• _Task requirements_:
Could you restate the data below word for word, without its pictures?

────────────────

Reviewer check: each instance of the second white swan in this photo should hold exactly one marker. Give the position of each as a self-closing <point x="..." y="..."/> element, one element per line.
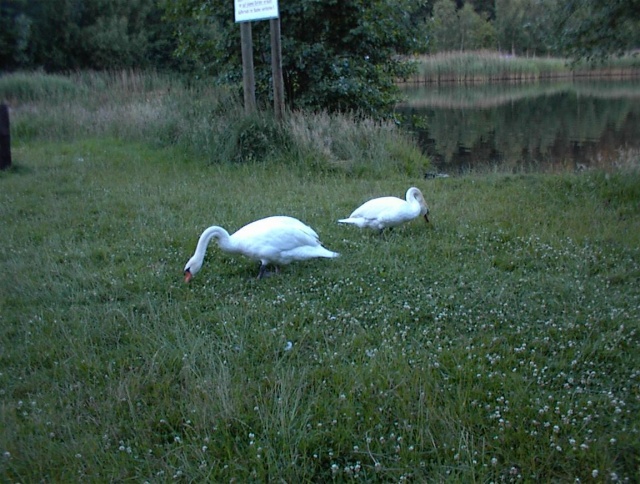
<point x="275" y="240"/>
<point x="388" y="212"/>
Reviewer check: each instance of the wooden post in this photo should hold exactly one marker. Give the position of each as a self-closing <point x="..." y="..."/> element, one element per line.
<point x="248" y="77"/>
<point x="5" y="138"/>
<point x="276" y="69"/>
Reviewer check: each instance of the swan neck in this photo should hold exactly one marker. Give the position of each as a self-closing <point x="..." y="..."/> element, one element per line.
<point x="214" y="232"/>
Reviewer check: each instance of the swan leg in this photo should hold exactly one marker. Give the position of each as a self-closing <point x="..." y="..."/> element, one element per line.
<point x="262" y="271"/>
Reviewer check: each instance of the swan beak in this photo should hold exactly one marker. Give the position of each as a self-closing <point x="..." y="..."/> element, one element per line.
<point x="187" y="275"/>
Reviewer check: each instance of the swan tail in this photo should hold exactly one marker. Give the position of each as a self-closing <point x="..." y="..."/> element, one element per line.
<point x="347" y="221"/>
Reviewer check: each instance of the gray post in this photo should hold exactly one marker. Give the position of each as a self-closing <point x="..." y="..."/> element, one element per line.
<point x="276" y="69"/>
<point x="248" y="77"/>
<point x="5" y="138"/>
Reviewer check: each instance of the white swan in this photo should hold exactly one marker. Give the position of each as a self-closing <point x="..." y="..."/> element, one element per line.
<point x="384" y="212"/>
<point x="271" y="240"/>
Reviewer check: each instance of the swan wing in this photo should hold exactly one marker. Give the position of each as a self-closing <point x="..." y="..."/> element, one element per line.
<point x="279" y="239"/>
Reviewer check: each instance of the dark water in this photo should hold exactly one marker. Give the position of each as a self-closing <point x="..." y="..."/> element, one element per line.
<point x="525" y="127"/>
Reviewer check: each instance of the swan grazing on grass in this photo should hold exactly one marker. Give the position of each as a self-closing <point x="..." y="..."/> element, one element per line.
<point x="384" y="212"/>
<point x="275" y="240"/>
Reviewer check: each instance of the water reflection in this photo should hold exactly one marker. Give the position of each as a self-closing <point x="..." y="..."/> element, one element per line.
<point x="520" y="127"/>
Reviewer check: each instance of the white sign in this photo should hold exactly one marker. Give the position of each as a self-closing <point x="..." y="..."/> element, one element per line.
<point x="250" y="10"/>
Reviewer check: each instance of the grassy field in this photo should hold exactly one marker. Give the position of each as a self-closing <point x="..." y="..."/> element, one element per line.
<point x="498" y="343"/>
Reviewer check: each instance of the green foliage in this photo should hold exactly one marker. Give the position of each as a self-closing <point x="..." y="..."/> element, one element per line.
<point x="340" y="56"/>
<point x="463" y="30"/>
<point x="599" y="28"/>
<point x="97" y="34"/>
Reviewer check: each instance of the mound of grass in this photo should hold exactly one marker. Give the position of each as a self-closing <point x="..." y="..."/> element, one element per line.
<point x="497" y="343"/>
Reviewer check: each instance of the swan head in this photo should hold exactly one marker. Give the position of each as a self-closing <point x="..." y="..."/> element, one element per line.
<point x="191" y="268"/>
<point x="424" y="208"/>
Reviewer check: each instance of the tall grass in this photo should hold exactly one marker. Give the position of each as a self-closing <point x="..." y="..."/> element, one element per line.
<point x="497" y="344"/>
<point x="489" y="66"/>
<point x="204" y="121"/>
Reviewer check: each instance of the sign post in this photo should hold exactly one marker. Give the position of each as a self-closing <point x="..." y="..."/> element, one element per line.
<point x="247" y="11"/>
<point x="5" y="138"/>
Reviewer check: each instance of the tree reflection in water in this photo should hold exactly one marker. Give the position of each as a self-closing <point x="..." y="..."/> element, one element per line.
<point x="555" y="126"/>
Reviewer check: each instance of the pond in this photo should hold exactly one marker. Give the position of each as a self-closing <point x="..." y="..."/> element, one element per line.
<point x="544" y="126"/>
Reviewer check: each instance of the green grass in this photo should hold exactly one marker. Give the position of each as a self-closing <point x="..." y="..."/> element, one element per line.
<point x="498" y="343"/>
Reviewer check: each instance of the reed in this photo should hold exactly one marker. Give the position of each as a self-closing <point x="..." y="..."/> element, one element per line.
<point x="489" y="66"/>
<point x="205" y="121"/>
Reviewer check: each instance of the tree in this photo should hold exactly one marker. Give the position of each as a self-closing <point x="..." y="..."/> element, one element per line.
<point x="341" y="55"/>
<point x="599" y="28"/>
<point x="60" y="35"/>
<point x="445" y="25"/>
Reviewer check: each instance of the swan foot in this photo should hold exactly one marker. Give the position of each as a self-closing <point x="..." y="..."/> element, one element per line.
<point x="264" y="273"/>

────────────────

• _Answer space_:
Reviewer check: each instance of the second white swan in this photo should hold exactly one marker. Give the position of each as a self-closing <point x="..." y="..."/> element, one element per line.
<point x="275" y="240"/>
<point x="388" y="212"/>
Reviewer check: each instance of the wooden post in this photo should hold exactly one marker. Give the position of each as a self-closing <point x="..." y="..."/> element, one element per line.
<point x="248" y="77"/>
<point x="5" y="138"/>
<point x="276" y="69"/>
Reviewer check: each instance of the swan neck in this photo should hold exactly one marker. Give the position of each as a self-closing <point x="..." y="..."/> element, one element per line.
<point x="214" y="232"/>
Reviewer check: each instance of the swan leg in this photo should hold exactly one marker. Give the position of each as a self-closing <point x="..." y="..."/> element, one element per line.
<point x="262" y="271"/>
Reviewer check: each instance of the swan beak in this photo should hold exactly one marker. Give the position of each as a self-closing <point x="..." y="..."/> element, one element per line.
<point x="187" y="275"/>
Reviewer check: each instance of the swan tail in this photo should hold exactly one marker. Give the position of each as a self-closing <point x="..." y="..."/> element, one element per line.
<point x="347" y="221"/>
Reviewer check: each instance of the gray post in this photo should hold exactly one marker. Give the position of each as a self-closing <point x="..." y="..."/> element, one element per line.
<point x="276" y="69"/>
<point x="248" y="77"/>
<point x="5" y="138"/>
Reviewer check: each instance of the white swan in this photo should hold exactly one marker. Give the position of each as a self-closing <point x="..." y="..."/> element, one element per line.
<point x="384" y="212"/>
<point x="271" y="240"/>
Reviewer check: each instance of the swan wing in this photo should hold exactly one marker. Give the position of each as a self-closing <point x="..." y="..."/> element, one element per line.
<point x="279" y="239"/>
Reviewer check: each instance of the dark water in this photo should hold exactly one marker. Give the position of each as a self-closing <point x="..." y="..."/> element, one element per line.
<point x="525" y="127"/>
Reviewer check: each instance of the swan grazing on grass in this photo should hold exactly one marker. Give the position of each as a self-closing <point x="..." y="..."/> element, one element per line.
<point x="384" y="212"/>
<point x="275" y="240"/>
Reviewer check: each instance of the water reflection in this photo should hold exactly one marker. Give the position of each as a self-closing <point x="..." y="..."/> element, one element per line.
<point x="520" y="127"/>
Reviewer check: each instance of the white sign in this photo should hold exactly one marker. Give the position of each as a self-closing <point x="..." y="..."/> element, one element per line.
<point x="250" y="10"/>
Reviewer check: each instance of the grassy field in this photo should hold exactly one marker. Give the position of each as a self-closing <point x="..." y="..."/> element, one element per line.
<point x="498" y="343"/>
Reviewer check: each instance of the green foliage in this photo should hold exactly one marker. Give the position of each as a self-closing <point x="..." y="..."/> element, one element per line.
<point x="340" y="56"/>
<point x="463" y="30"/>
<point x="599" y="28"/>
<point x="97" y="34"/>
Reviewer check: each instance of the mound of grass in this photo should hold exactly one marker. Give the position of each as a self-closing <point x="..." y="..."/> element, one element per line.
<point x="497" y="343"/>
Reviewer check: each instance of the swan head in this photo should hold exactly one marker. Give the position of each as a self-closing <point x="..." y="..."/> element, one element per line.
<point x="191" y="268"/>
<point x="424" y="208"/>
Reviewer check: each instance of the tall grass in this photo should hold exactly one marker. Give the position of each as a self-closing <point x="..." y="..."/> element, one element per line.
<point x="497" y="344"/>
<point x="489" y="66"/>
<point x="204" y="121"/>
Reviewer check: each instance of the sign post in this photo should hold exactly one marker. Give the position of each as a self-closing <point x="..." y="..."/> element, one element per line.
<point x="247" y="11"/>
<point x="5" y="138"/>
Reviewer check: each instance of the tree reflection in water in this photo should hold exactly one marker. Give the position of each as a self-closing <point x="..." y="..."/> element, one element per line.
<point x="555" y="126"/>
Reviewer check: each instance of the pond in this photo should hold exactly one marker. Give the position of each as a self-closing <point x="..." y="..."/> element, one element per line.
<point x="544" y="126"/>
Reviewer check: each instance of the green grass in this photo should hold exactly one marker. Give the position of each as a self-closing <point x="..." y="..."/> element, one element per line.
<point x="498" y="343"/>
Reviewer check: each instance of the reed in this photo should hold exactly one marker. Give the position of each as a self-closing <point x="..." y="..."/> element, one element per line.
<point x="489" y="66"/>
<point x="205" y="121"/>
Reviewer check: each instance of the tree in this photo should hold exactly one marker. Give the position of each as a self-closing <point x="..." y="..."/> element, one element per line.
<point x="341" y="55"/>
<point x="599" y="28"/>
<point x="60" y="35"/>
<point x="445" y="25"/>
Reviewer check: each instance of the swan foot in this photo should hold exactly one marker. Give the position of each as a self-closing <point x="..." y="..."/> element, one element per line.
<point x="264" y="273"/>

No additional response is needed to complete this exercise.